# Items from a data source:
::::::::::

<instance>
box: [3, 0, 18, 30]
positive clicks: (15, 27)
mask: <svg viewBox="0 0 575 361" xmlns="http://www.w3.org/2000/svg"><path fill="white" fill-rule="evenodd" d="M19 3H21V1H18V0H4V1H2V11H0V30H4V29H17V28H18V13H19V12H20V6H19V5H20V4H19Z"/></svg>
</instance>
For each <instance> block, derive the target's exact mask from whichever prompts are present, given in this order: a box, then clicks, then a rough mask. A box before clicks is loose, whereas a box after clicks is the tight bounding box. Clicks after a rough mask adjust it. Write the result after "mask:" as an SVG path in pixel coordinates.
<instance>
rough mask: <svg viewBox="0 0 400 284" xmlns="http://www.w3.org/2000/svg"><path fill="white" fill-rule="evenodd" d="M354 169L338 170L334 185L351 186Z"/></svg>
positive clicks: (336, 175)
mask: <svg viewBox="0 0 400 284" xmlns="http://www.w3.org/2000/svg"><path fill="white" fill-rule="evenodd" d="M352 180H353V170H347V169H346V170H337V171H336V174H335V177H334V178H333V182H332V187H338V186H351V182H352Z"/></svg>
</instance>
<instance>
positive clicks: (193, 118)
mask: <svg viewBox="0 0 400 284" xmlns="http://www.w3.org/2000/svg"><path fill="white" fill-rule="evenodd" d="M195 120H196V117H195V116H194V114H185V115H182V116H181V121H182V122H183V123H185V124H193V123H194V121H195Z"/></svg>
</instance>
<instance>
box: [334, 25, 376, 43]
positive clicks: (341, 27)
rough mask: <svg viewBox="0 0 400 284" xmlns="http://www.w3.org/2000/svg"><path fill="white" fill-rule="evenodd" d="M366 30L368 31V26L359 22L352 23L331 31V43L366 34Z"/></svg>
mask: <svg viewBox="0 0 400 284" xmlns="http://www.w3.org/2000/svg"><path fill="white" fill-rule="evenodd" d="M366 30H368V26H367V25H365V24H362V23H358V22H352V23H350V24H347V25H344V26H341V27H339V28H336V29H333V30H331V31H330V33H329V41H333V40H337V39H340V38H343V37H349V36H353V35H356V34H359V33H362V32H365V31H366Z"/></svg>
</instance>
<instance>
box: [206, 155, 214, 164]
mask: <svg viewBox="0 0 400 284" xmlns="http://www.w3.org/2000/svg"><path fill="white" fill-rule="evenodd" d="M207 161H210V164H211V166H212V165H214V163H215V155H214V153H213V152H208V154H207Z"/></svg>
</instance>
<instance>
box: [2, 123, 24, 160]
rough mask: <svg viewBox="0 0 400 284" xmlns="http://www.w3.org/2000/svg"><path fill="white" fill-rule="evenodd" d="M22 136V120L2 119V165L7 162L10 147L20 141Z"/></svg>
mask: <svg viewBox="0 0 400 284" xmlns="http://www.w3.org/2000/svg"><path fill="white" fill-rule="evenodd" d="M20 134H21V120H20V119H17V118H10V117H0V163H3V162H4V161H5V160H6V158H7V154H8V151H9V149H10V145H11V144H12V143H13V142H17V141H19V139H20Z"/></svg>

::::::::::

# PROBLEM STATEMENT:
Copy all of the data above, character for character.

# REPLY TO THE TASK:
<instance>
box: [3, 0, 18, 30]
positive clicks: (15, 27)
mask: <svg viewBox="0 0 575 361" xmlns="http://www.w3.org/2000/svg"><path fill="white" fill-rule="evenodd" d="M19 3H21V1H18V0H4V1H2V11H0V30H4V29H17V28H18V13H19V12H20V6H19V5H20V4H19Z"/></svg>
</instance>
For each <instance> block, derive the target's exact mask from whichever prompts are present, given in this order: a box, then clicks, then a rough mask. A box before clicks is loose, whereas a box after clicks is the tight bounding box. Clicks after a rough mask adjust it. Write the result after "mask:" as an SVG path in pixel coordinates.
<instance>
rough mask: <svg viewBox="0 0 400 284" xmlns="http://www.w3.org/2000/svg"><path fill="white" fill-rule="evenodd" d="M354 169L338 170L334 185L351 186Z"/></svg>
positive clicks: (336, 175)
mask: <svg viewBox="0 0 400 284" xmlns="http://www.w3.org/2000/svg"><path fill="white" fill-rule="evenodd" d="M352 180H353V170H347V169H346V170H337V171H336V174H335V177H334V178H333V182H332V187H338V186H351V182H352Z"/></svg>
</instance>
<instance>
positive clicks: (193, 118)
mask: <svg viewBox="0 0 400 284" xmlns="http://www.w3.org/2000/svg"><path fill="white" fill-rule="evenodd" d="M195 120H196V117H195V116H194V114H185V115H182V116H181V121H182V122H183V123H185V124H193V123H194V121H195Z"/></svg>
</instance>
<instance>
box: [334, 25, 376, 43]
positive clicks: (341, 27)
rough mask: <svg viewBox="0 0 400 284" xmlns="http://www.w3.org/2000/svg"><path fill="white" fill-rule="evenodd" d="M366 30L368 31V26L359 22L352 23L331 31V43L366 34Z"/></svg>
mask: <svg viewBox="0 0 400 284" xmlns="http://www.w3.org/2000/svg"><path fill="white" fill-rule="evenodd" d="M366 30H368V26H367V25H365V24H362V23H358V22H352V23H350V24H347V25H344V26H341V27H339V28H336V29H333V30H331V31H330V33H329V41H333V40H337V39H340V38H343V37H349V36H353V35H356V34H359V33H362V32H365V31H366Z"/></svg>
</instance>
<instance>
box: [206, 155, 214, 164]
mask: <svg viewBox="0 0 400 284" xmlns="http://www.w3.org/2000/svg"><path fill="white" fill-rule="evenodd" d="M207 161H210V164H211V166H212V165H214V163H215V155H214V153H213V152H208V154H207Z"/></svg>
</instance>
<instance>
box: [2, 123, 24, 160]
rough mask: <svg viewBox="0 0 400 284" xmlns="http://www.w3.org/2000/svg"><path fill="white" fill-rule="evenodd" d="M22 136V120L2 119V165L7 162L10 147L20 141Z"/></svg>
mask: <svg viewBox="0 0 400 284" xmlns="http://www.w3.org/2000/svg"><path fill="white" fill-rule="evenodd" d="M20 134H21V120H20V119H17V118H10V117H0V163H3V162H4V161H5V160H6V158H7V154H8V151H9V149H10V145H11V144H12V143H13V142H17V141H19V139H20Z"/></svg>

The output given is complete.